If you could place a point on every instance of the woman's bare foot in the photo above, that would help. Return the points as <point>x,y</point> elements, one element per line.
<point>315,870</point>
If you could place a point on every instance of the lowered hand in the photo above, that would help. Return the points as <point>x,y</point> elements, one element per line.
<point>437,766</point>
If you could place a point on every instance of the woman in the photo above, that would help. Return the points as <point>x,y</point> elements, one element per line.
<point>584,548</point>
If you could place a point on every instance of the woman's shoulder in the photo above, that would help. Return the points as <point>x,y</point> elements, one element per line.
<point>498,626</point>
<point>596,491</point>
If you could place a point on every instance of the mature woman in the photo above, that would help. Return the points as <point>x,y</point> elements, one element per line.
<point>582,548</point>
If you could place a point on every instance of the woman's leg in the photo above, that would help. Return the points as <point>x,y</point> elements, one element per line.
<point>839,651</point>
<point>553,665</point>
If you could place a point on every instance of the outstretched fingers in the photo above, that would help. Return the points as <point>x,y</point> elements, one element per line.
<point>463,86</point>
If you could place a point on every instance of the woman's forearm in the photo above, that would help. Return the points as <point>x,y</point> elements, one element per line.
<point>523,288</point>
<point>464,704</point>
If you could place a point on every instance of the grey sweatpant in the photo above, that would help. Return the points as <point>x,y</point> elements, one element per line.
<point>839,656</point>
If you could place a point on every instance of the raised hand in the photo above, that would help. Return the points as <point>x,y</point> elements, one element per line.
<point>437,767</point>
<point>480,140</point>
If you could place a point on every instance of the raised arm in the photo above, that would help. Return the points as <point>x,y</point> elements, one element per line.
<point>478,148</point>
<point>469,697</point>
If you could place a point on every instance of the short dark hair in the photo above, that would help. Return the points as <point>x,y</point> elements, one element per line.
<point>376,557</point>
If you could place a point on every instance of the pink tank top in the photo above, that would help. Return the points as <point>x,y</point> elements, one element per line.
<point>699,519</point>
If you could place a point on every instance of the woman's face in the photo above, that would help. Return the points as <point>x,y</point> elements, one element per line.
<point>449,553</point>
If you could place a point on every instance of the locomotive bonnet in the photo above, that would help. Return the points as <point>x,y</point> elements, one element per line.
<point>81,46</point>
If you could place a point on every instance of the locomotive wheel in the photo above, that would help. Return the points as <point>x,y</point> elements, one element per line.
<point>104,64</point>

☆ ☆ ☆ ☆ ☆

▸ **GOAL OF THE EXERCISE**
Please restate the data word for word, every record included.

▸ **RESULT FOR THIS EXERCISE**
If you could place a point on every instance of the woman's bare foot in the photo above, that would help. Return the points as <point>x,y</point> elements, one element per line.
<point>315,870</point>
If you could place a point on every instance of the lowered hand in the photo above, that would help. Return the points as <point>x,y</point> elements, one element per line.
<point>437,766</point>
If you could place a point on every instance of the woman in the photo above, that would help. Return the points as <point>x,y</point> elements, one element per line.
<point>584,548</point>
If you could place a point on every instance of the woman's shoulder in the photo above, that would help. Return the points as <point>x,y</point> elements, one element per line.
<point>498,626</point>
<point>596,491</point>
If you could place a point on every instance of the mature woman in the photo above, that would help. Return the points as <point>x,y</point> elements, one element per line.
<point>582,548</point>
If you could place a point on every instance of the woman's leg in the photo above, that would help. Return the points as <point>x,y</point> elements, one element per line.
<point>839,651</point>
<point>553,665</point>
If you could place a point on every instance of the outstretched fingers in the photo above, that would help. Return the points as <point>x,y</point> elements, one element per line.
<point>463,86</point>
If you could place a point on every instance of the woman's forearm in the photo above, that would help. Return the points as <point>x,y</point> elements, one element per line.
<point>523,288</point>
<point>464,704</point>
If you could place a point on every instance of the grey sweatpant in the photo above, that would help. Return the points as <point>x,y</point> elements, one element per line.
<point>839,656</point>
If you could place a point on every instance of the raised hand in the photo above, that would help. Return the points as <point>x,y</point> elements, one element per line.
<point>437,767</point>
<point>480,140</point>
If you could place a point on every instance of the raised arm in the photo above, that would help. Return the points as <point>x,y</point> elements, one element per line.
<point>478,148</point>
<point>469,697</point>
If you could place a point on every instance of the short dark hair in the photo above, that would help. Return the points as <point>x,y</point> elements, one element per line.
<point>376,557</point>
If you could place a point on every instance of the pink tank top in the photo above, that would help. Return the points as <point>x,y</point> elements, one element per line.
<point>699,519</point>
If you could place a point on every instance of the woman's face in the photo above, that would help. Return the points as <point>x,y</point> elements, one element per line.
<point>449,553</point>
If you could place a point on every instance of the locomotive bonnet in the photo above, that would help. Return the points as <point>x,y</point> elements, one element per line.
<point>81,46</point>
If you could place a point on every instance of the locomotive wheel in the photo above, that would help. Return the points as <point>x,y</point> elements, one element per line.
<point>104,64</point>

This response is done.